◆ Tarefa 1
Segundo o trecho, qual é a doença crônica mais comum na infância?
◆ Tarefa 2
Resuma o trecho em duas frases.
◆ Tarefa 3
Por favor, transcreva do trecho, sem alterações, a parte que vai de "No universo científico, nos" até "principalmente por asma.".

◆ Trecho para leitura
----------

4) Crianças menores de 5 anos são incapazes de utilizar aerossóis sob a forma de APDM sem espaçadores ou aerossóis na forma de pó seco;

5) Quando possível, um espaçador com peça bucal é preferível aos espaçadores com máscara facial;

6) A educação do paciente e seus familiares é essencial para a correta administração de aerossóis com diferentes dispositivos. A educação também aumenta a aderência ao tratamento;

7) Ao prescrever um dispositivo liberador de aerossol, o médico deve levar em conta a idade do paciente, preferência da família, facilidade de uso pelo paciente, custo, durabilidade, disponibilidade comercial, formulação, dosagem, tipo da droga a ser utilizada e o local de uso: unidade de tratamento intensivo, enfermaria, pronto-socorro ou domicílio.

No universo científico, nos últimos 30 anos, milhares de artigos foram publicados sobre a administração de aerossóis em doenças obstrutivas pulmonares. Muitas revistas de alto índice de impacto dedicaram seus editoriais a esses artigos. Mudanças no controle clínico das doenças respiratórias, quando tratadas com aerossóis administrados com diferentes dispositivos, evoluíram e diminuíram a morbidade e mortalidade, principalmente por asma.

No Brasil, a genialidade, criatividade e ousadia de mineiros13,14, baianos4 e paranaenses15 permitiram a criação de novos espaçadores13, realizando a comparação entre: diferentes tamanhos de espaçadores por idade14, nebulizador versus espaçador artesanal4 e a administração de aerossóis por diferentes dispositivos nas crises agudas de obstrução brônquica por asma15.

Todos esses artigos suscitaram interesse de leitura e aplicação dos resultados obtidos, sugestões, críticas e elogios. O desfecho da análise desses trabalhos é a constatação de competência, responsabilidade e base científica na construção de métodos simples para a administração de aerossóis para doenças pulmonares.

Neste número do Jornal de Pediatria, pudemos ler com atenção e interesse o trabalho de Chong Neto et al.15. Assunto oportuno e de interesse para pediatras, pneumologistas, alergistas-imunologistas e clínicos. Útil, pois a asma é a doença crônica mais comum na infância, com alta prevalência, na qual a utilização de medicamentos é sempre muito questionada.

Como as evidências sobre o uso de aerossóis na forma de pó seco, na crise aguda de asma, ainda são poucas6, principalmente na sala de emergência, o trabalho de Chong et al. vem preencher um espaço importante no conhecimento desse ato terapêutico e, sem dúvida, estimular novos estudos em nosso meio.

A administração de aerossóis por espaçadores na crise aguda de asma deve ser avaliada em cada serviço médico. A evolução técnica e científica dos dispositivos para administração de aerossóis mostra que é hora de mudar a rotina, uma vez que, há mais de 30 anos, já saímos do misticismo e encontramos evidências científicas.

----------

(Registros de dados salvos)
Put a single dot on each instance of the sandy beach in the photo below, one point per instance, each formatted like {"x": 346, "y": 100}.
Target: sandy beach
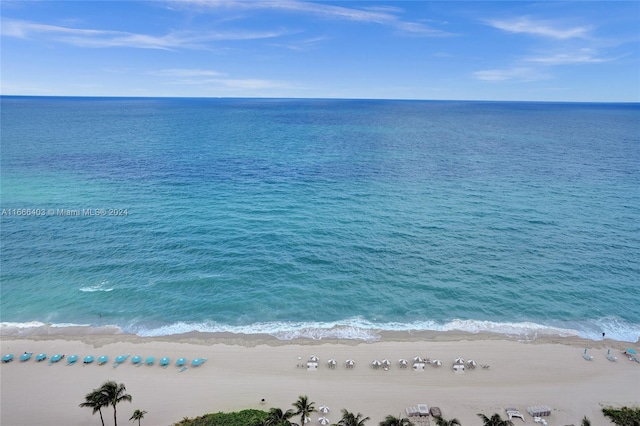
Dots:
{"x": 242, "y": 370}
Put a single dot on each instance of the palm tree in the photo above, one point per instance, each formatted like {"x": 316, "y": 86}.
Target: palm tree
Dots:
{"x": 495, "y": 420}
{"x": 442, "y": 422}
{"x": 350, "y": 419}
{"x": 396, "y": 421}
{"x": 96, "y": 401}
{"x": 277, "y": 417}
{"x": 138, "y": 415}
{"x": 304, "y": 408}
{"x": 115, "y": 393}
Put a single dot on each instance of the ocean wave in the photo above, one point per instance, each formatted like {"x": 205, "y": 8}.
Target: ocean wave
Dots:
{"x": 98, "y": 287}
{"x": 362, "y": 329}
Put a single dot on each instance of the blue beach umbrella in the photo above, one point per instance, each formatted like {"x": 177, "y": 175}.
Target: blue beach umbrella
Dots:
{"x": 165, "y": 361}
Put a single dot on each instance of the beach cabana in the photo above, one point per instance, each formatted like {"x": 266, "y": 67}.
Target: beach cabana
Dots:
{"x": 120, "y": 359}
{"x": 198, "y": 361}
{"x": 55, "y": 358}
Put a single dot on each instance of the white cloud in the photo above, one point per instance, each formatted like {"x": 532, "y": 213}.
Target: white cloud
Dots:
{"x": 516, "y": 73}
{"x": 526, "y": 25}
{"x": 106, "y": 38}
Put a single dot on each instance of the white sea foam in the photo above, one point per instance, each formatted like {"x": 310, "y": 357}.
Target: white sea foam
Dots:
{"x": 357, "y": 329}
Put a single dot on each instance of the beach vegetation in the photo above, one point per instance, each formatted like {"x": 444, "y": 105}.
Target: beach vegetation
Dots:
{"x": 115, "y": 394}
{"x": 304, "y": 408}
{"x": 96, "y": 400}
{"x": 440, "y": 421}
{"x": 137, "y": 415}
{"x": 238, "y": 418}
{"x": 350, "y": 419}
{"x": 396, "y": 421}
{"x": 277, "y": 417}
{"x": 494, "y": 420}
{"x": 625, "y": 416}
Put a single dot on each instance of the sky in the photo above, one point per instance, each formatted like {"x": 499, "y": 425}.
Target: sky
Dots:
{"x": 583, "y": 51}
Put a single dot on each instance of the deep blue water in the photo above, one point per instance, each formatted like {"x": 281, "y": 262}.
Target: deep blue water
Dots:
{"x": 320, "y": 217}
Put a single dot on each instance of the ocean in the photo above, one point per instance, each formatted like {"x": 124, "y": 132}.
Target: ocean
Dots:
{"x": 312, "y": 218}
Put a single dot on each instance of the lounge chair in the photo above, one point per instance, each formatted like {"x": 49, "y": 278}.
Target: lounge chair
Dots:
{"x": 513, "y": 412}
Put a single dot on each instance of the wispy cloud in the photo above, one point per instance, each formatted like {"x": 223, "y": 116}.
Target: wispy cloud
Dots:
{"x": 382, "y": 15}
{"x": 516, "y": 73}
{"x": 106, "y": 38}
{"x": 582, "y": 56}
{"x": 527, "y": 25}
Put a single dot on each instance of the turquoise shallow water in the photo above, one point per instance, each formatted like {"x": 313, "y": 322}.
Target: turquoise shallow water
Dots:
{"x": 320, "y": 218}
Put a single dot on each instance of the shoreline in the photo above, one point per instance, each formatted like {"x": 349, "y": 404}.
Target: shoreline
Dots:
{"x": 240, "y": 371}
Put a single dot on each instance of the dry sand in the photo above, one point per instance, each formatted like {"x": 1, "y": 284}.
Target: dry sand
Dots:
{"x": 240, "y": 371}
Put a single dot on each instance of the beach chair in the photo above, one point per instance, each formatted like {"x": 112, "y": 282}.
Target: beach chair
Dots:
{"x": 514, "y": 413}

----------

◆ Resposta escrita 1
A asma.

◆ Resposta escrita 2
O trecho apresenta recomendações sobre o uso de dispositivos de aerossol em crianças, como a preferência por espaçador com peça bucal e a importância da educação do paciente e de seus familiares. Também destaca os estudos publicados sobre aerossóis, inclusive no Brasil, e o trabalho de Chong Neto et al. sobre a administração de aerossóis na crise aguda de asma, afirmando que é hora de mudar a rotina.

◆ Resposta escrita 3
No universo científico, nos últimos 30 anos, milhares de artigos foram publicados sobre a administração de aerossóis em doenças obstrutivas pulmonares. Muitas revistas de alto índice de impacto dedicaram seus editoriais a esses artigos. Mudanças no controle clínico das doenças respiratórias, quando tratadas com aerossóis administrados com diferentes dispositivos, evoluíram e diminuíram a morbidade e mortalidade, principalmente por asma.